▸ REQUEST: Could you rewrite the items below, from the first line up to and including the line with "x=263 y=247", changing "marker" to "pin" and leaving everything else the same?

▸ EXERCISE MATERIAL:
__________
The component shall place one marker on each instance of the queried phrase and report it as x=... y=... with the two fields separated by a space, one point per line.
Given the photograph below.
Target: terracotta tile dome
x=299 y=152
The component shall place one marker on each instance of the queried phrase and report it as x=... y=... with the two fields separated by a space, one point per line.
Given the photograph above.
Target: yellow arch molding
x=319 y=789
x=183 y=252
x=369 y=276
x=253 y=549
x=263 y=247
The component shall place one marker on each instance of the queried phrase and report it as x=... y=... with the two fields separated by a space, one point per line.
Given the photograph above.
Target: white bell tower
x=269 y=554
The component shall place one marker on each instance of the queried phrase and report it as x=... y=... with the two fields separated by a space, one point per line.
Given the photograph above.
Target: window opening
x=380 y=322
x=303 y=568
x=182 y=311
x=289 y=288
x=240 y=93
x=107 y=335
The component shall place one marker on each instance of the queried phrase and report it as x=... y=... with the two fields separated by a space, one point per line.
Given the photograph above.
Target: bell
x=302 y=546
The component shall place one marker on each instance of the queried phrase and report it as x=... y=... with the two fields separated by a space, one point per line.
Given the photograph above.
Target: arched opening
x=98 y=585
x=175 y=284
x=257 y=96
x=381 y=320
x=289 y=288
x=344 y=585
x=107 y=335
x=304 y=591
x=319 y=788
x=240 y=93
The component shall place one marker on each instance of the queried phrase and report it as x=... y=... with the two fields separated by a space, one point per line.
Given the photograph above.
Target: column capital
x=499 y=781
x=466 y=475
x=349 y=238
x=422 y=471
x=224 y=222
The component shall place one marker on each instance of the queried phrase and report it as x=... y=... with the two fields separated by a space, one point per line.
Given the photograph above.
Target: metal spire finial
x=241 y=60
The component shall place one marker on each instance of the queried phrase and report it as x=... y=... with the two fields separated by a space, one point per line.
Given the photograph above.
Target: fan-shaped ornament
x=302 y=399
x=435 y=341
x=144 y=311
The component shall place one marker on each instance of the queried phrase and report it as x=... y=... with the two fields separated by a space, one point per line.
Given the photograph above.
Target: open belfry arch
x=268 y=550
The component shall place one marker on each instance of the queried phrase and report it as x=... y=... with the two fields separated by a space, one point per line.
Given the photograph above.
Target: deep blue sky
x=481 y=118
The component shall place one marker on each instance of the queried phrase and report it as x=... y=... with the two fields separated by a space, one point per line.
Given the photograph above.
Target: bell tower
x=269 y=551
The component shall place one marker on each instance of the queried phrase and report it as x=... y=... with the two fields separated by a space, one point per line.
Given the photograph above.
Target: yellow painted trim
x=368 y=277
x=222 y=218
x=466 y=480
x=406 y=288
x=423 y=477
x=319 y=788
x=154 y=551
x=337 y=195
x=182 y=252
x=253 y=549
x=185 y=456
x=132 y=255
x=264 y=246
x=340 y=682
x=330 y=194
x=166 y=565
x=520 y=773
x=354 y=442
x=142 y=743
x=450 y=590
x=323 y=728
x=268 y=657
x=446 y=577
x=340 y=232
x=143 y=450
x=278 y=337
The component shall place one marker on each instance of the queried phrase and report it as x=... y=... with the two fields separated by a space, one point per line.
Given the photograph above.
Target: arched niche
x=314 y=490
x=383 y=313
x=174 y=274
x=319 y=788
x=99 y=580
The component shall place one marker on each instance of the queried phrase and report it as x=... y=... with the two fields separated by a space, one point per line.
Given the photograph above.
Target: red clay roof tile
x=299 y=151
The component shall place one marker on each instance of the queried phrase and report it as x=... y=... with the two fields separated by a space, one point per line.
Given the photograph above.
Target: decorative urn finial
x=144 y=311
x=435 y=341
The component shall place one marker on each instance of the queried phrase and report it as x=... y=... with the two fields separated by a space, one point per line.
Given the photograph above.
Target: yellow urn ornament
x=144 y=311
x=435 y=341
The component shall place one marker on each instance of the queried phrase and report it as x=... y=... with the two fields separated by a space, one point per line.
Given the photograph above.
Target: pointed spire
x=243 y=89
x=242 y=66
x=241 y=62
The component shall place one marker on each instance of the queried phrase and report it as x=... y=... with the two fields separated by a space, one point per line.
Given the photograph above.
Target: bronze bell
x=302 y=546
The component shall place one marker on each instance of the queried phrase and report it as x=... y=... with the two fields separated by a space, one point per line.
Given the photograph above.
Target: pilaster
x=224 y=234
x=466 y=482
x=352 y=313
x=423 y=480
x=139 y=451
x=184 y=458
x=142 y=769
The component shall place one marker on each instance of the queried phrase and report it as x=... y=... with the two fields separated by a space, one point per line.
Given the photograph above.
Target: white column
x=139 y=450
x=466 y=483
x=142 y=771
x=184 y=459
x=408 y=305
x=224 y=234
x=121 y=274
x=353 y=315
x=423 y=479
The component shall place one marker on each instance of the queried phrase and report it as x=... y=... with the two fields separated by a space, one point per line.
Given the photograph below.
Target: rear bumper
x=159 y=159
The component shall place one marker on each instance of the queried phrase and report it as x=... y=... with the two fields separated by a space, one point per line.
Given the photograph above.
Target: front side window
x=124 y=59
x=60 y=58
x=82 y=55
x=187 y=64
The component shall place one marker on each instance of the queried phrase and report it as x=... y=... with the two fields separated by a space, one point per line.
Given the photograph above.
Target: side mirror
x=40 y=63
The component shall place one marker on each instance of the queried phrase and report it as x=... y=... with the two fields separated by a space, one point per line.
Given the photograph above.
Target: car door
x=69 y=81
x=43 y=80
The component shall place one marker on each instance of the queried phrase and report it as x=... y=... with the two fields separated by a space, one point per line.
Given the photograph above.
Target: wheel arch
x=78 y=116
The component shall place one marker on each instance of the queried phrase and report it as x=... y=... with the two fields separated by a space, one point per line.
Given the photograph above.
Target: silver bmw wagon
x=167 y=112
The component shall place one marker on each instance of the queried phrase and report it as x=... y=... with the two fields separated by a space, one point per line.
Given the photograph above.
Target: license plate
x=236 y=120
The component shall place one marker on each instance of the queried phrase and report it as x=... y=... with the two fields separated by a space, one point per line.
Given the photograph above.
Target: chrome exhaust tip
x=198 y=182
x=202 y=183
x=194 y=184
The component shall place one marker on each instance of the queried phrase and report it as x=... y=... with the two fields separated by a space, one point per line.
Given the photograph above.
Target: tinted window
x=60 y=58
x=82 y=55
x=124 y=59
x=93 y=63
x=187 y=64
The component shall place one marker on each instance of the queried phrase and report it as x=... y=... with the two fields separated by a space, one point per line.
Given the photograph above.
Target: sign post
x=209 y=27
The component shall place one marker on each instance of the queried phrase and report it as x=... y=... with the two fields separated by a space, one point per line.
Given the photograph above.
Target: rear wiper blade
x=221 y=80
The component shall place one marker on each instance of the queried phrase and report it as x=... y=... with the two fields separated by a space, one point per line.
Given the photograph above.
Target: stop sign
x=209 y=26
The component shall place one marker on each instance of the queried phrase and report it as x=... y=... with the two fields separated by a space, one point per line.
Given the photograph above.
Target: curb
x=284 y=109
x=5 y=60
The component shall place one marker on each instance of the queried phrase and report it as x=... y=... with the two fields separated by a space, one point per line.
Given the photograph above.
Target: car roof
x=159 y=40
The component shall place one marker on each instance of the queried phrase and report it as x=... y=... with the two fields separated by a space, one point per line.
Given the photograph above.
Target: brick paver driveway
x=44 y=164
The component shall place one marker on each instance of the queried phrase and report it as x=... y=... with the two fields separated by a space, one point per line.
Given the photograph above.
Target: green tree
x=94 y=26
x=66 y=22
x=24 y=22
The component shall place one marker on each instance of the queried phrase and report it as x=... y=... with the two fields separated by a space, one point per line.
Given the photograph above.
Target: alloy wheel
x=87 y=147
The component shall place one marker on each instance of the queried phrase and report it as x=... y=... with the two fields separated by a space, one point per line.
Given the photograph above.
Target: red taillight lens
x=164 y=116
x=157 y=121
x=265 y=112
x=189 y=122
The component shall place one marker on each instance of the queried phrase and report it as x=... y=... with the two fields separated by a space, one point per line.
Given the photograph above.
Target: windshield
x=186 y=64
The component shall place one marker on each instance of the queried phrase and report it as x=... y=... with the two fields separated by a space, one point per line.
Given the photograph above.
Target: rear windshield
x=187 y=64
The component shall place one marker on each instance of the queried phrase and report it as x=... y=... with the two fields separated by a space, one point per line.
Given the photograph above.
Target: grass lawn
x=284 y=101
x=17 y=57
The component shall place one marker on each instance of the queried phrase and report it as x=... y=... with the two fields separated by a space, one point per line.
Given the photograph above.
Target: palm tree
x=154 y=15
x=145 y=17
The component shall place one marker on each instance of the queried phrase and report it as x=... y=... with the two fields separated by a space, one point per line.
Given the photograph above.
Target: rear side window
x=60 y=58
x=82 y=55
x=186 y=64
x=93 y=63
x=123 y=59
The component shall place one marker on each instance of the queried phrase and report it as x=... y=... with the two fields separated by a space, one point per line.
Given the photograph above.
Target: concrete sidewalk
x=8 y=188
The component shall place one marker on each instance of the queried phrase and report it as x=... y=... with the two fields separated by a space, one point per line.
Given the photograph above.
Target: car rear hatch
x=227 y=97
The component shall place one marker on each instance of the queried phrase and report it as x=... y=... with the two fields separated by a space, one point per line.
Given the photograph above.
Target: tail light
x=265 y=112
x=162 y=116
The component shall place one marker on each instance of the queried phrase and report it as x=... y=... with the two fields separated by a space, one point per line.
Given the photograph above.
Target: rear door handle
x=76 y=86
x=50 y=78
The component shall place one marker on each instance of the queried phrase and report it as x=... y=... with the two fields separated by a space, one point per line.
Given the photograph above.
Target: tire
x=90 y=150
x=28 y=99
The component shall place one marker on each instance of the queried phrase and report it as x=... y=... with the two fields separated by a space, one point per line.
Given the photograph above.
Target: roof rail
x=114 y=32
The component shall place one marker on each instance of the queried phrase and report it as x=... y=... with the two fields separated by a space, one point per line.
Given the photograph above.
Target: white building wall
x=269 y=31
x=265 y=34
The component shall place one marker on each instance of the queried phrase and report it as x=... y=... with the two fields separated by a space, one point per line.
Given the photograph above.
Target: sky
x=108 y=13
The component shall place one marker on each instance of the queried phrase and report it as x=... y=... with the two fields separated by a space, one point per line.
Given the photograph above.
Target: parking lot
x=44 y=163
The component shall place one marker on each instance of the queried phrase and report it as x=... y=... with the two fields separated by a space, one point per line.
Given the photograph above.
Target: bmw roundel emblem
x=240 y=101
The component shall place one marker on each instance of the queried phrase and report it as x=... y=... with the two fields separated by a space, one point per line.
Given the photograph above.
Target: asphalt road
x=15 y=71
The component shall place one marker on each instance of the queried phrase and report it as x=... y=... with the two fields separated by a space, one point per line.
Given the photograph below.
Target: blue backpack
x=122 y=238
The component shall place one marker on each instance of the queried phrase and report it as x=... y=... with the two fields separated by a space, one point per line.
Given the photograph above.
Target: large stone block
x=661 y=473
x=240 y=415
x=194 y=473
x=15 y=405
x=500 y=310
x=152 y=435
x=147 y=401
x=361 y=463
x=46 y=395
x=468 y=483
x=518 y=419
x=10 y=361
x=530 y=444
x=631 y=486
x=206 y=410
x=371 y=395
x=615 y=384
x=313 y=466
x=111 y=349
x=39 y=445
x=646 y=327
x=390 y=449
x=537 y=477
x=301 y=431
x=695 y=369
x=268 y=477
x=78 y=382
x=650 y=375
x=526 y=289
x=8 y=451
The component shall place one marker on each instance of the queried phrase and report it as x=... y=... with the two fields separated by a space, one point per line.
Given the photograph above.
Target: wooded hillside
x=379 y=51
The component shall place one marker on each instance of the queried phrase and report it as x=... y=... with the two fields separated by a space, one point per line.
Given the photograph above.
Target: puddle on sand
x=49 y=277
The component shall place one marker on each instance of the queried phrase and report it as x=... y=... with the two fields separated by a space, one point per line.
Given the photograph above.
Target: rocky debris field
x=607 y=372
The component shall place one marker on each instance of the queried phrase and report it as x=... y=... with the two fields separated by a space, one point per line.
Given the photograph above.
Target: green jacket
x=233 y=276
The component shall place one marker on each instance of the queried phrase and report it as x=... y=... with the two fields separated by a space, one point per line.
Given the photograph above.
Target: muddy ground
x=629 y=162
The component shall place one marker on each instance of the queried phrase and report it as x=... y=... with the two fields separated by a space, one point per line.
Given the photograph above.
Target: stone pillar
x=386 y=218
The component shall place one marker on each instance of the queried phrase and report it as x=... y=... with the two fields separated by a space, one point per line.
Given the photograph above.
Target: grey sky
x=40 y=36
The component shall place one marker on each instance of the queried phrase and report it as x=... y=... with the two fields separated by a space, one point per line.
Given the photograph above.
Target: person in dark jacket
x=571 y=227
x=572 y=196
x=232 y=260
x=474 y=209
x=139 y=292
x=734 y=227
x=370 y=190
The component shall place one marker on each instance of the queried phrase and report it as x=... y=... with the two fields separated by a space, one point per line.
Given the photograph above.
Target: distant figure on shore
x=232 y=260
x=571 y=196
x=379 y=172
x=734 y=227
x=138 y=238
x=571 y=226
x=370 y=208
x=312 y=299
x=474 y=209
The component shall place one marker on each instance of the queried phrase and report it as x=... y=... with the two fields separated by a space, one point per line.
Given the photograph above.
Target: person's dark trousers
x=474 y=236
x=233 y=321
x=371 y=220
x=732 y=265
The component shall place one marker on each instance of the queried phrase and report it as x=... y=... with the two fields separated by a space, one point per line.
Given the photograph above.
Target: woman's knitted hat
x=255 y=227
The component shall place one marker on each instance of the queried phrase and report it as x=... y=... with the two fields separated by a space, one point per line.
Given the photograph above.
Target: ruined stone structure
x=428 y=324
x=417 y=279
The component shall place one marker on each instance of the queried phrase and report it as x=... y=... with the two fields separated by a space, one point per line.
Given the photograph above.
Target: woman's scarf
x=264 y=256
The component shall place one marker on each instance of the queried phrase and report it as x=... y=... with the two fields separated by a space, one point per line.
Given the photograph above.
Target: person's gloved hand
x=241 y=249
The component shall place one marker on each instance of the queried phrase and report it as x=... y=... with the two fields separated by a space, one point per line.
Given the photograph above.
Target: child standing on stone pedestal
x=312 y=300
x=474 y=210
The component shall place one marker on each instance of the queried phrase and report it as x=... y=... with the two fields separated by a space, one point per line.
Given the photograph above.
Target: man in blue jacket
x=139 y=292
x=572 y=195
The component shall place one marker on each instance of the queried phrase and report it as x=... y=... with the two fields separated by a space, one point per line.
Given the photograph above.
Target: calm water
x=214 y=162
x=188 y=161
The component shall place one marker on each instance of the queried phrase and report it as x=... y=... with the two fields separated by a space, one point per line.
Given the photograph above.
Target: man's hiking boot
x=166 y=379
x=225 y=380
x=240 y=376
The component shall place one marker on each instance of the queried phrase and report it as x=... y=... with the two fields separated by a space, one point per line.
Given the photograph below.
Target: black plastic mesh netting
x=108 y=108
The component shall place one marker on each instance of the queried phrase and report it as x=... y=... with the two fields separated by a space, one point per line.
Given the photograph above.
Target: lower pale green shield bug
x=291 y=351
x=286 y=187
__________
▸ RESPONSE BELOW:
The component shall place one pin on each instance of the queried phrase and report it as x=... y=... with the two fields separated by a space, one point per line.
Given the photograph below.
Target: terracotta tile dome
x=299 y=152
The component shall place one pin on each instance of the queried phrase and report it as x=... y=... with the two fields separated by a space, one point per line.
Given the photograph above.
Target: yellow arch molding
x=319 y=789
x=183 y=252
x=369 y=276
x=253 y=549
x=263 y=247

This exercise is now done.